# TASK ITEM
When the line containing "Can you find the brown" is reached, begin transcribing. Continue exactly through the final line of the listing, and return nothing else.

# INPUT FOR THIS TASK
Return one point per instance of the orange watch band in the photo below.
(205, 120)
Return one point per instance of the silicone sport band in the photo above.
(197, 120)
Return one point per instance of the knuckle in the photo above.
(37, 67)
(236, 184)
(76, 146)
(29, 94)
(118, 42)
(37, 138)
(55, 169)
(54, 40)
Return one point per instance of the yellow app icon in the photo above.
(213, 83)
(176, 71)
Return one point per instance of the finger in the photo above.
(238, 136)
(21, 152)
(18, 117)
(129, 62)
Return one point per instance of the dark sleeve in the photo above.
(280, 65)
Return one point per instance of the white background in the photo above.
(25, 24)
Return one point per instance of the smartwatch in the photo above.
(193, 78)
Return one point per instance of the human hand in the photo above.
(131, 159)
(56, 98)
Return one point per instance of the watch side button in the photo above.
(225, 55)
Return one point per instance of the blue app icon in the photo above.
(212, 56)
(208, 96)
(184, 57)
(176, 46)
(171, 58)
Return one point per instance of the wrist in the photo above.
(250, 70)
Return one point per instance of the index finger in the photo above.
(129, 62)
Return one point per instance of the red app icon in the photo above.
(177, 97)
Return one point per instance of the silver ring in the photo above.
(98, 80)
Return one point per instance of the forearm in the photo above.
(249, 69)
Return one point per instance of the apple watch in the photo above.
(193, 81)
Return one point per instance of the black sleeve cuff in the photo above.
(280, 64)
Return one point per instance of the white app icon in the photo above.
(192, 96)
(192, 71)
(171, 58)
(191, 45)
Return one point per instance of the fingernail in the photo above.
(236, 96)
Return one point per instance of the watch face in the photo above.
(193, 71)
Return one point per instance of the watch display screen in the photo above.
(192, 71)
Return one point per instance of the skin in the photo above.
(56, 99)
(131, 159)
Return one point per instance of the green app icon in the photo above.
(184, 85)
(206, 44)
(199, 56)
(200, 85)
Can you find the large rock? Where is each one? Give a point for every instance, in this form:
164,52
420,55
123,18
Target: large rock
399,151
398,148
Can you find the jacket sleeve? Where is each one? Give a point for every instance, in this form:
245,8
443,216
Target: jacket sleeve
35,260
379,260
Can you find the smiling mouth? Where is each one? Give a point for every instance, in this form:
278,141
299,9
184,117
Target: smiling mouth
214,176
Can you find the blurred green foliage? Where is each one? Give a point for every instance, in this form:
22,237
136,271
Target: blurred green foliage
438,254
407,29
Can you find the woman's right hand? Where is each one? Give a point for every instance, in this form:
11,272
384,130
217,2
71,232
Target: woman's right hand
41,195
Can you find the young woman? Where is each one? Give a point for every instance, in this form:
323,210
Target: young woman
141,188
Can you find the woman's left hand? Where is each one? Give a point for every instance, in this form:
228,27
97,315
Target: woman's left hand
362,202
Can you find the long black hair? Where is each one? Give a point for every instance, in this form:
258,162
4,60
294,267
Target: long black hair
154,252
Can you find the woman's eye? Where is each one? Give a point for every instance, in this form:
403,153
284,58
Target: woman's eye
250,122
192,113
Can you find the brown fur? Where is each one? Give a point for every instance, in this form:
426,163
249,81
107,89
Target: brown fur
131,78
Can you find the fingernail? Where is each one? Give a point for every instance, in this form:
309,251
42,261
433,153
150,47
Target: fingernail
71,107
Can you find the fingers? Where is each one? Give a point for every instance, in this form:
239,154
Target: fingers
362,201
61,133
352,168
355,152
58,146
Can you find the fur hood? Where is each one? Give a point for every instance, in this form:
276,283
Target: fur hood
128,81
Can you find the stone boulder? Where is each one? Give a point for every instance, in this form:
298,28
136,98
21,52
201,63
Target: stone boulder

# SOLVED EXERCISE
Can you find the brown fur? Where is each one? Give a point for every instance, in this form:
426,163
249,81
107,89
Target: brown fur
131,78
Can you find the fingernail? Where is each one? Give a point for every instance, in this form:
309,251
42,261
433,153
150,47
Target: fingernail
71,107
Can you find the fingers? Where is each one? Give a point for every instance, in this form:
239,154
Target: fingers
362,201
61,133
352,168
355,152
58,146
Can you find the fur hood? Where is each one? Give a point for every instance, in this form:
276,283
Target: fur hood
128,81
Can you find the stone boulder? Where is each one? Give a point for every instance, in this form:
298,28
136,98
21,52
201,63
Target: stone boulder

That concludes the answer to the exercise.